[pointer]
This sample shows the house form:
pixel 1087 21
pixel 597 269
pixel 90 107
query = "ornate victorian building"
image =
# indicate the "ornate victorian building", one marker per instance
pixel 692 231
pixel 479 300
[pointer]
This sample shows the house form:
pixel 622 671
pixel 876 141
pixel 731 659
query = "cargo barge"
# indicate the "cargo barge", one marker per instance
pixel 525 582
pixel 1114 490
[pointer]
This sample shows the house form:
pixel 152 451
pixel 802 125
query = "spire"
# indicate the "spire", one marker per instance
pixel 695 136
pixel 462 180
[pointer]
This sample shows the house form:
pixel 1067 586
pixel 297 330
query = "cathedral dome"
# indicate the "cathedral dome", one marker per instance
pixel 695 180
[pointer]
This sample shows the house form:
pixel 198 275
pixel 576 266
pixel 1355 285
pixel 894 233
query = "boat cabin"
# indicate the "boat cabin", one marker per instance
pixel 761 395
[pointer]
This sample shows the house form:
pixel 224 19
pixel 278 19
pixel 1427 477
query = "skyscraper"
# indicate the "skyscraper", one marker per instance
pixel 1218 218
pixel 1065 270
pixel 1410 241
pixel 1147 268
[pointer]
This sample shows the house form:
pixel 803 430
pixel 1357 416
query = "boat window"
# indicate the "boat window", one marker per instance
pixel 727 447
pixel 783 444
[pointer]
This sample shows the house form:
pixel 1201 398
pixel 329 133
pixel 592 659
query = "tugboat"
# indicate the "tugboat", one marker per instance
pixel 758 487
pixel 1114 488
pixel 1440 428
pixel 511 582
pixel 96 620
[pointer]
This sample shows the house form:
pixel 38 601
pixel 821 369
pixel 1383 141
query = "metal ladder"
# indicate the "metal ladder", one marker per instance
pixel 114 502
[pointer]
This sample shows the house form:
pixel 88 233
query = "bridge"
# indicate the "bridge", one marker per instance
━━━━━━━━━━━━━━━━━━━━━━━━━━━━━━
**The task**
From the line containing "pixel 1427 477" down to the last line of the material, each line is to be retyped exactly; no other lines belong in the answer.

**Solution to this exercise**
pixel 1427 477
query = "skyscraper"
# indicate the "skyscraper", one marker per instance
pixel 1218 218
pixel 1065 270
pixel 1410 241
pixel 1147 268
[pointer]
This sample shows the house form:
pixel 803 430
pixel 1357 416
query = "boat window"
# indicate the "boat window", one marker per instance
pixel 727 447
pixel 783 444
[pointer]
This sample shows the house form:
pixel 1201 398
pixel 329 133
pixel 592 659
query = "tugboat"
# indicate the "tugboat", one marker per instance
pixel 758 487
pixel 1114 488
pixel 1440 428
pixel 511 582
pixel 96 620
[pointer]
This sample shows the house form:
pixel 38 601
pixel 821 369
pixel 1383 141
query = "metal ladder"
# indicate the "metal ladder", one marker per instance
pixel 114 502
[pointer]
This sample shows the house form:
pixel 88 233
query = "bridge"
# indicate the "bridge", one marker per instance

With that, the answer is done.